-- START OF Extract --

If you have ever affected a British accent . . .
If you have ever spent a sleepless night worrying about the health of Marc Jacobs . . .
If you greet friends by kissing them on both cheeks (and you are not European) . . .
If you have ever sacrificed eating in order to shop . . .
If you have ever blown a paycheck on a pair of jeans . . .
If the only McCartney you are familiar with is Stella . . .
If your Visa bill is higher than your rent . . .
If you refer to designers by their first names in conversation (although you are not on a first-name basis with them) . . .
If you pester the mailman for your latest copy of Vogue, Harper's Bazaar, and W . . .
If you have absolutely nothing to wear (but your closet would heartily disagree) . . .
If you are usually late just because you just can't figure out what to put on your body . . .
Then you, my friend, are a fashionista. And there is no turning back now.
(Turn the page instead!)

-- END OF Extract --
-- START OF Data entries --

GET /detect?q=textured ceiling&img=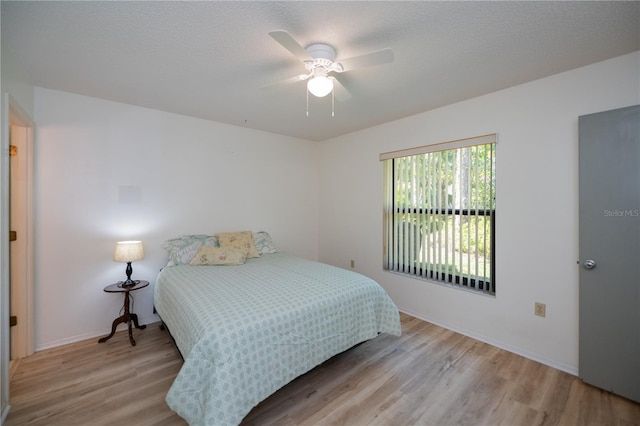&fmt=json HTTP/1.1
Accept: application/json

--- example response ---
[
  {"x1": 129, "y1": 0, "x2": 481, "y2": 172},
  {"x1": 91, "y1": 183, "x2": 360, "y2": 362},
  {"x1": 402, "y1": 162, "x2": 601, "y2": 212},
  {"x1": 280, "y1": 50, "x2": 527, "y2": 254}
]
[{"x1": 1, "y1": 0, "x2": 640, "y2": 140}]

-- END OF Data entries --

Requests ->
A – How would you render this sentence from the fashionista list in Spanish: "And there is no turning back now."
B – Could you carry the fashionista list forward from its final line?

Answers for the tasks ->
A – Y ya no hay vuelta atrás.

B –
LIFE IN THE "FASH" LANE
Welcome to the world of four-inch heels, four-ply cashmere, and four-dollar vintage dresses. Fashionistas will do anything to score the latest, the most obscure, the most absurd, the right-off-the-runway, the trendiest, the most expensive, the least expensive, the showstopper, the uniform, the marabou, the canvas, the nylon, the silk, the leather, the suede, the velvet, the tweed, the transparent, the ostrich feathers. We are a picky and difficult breed, with closets full of shredded tulle (but it's a Galliano!) and whalebone silk corsets (but it's a Gaultier!). We shop too much, eat too little, and sleep too late.
Our lives are often punctuated by sample sales and trunk shows, sometimes interrupted by phone calls from irate creditors, and always filled with overstuffed dry-cleaning bags on our living room floor. We experience dizziness when confronted by a supremely fabulous piece of clothing (it's called Balenciaga fever), and we have trouble sleeping if we don't have the right handbag for the season.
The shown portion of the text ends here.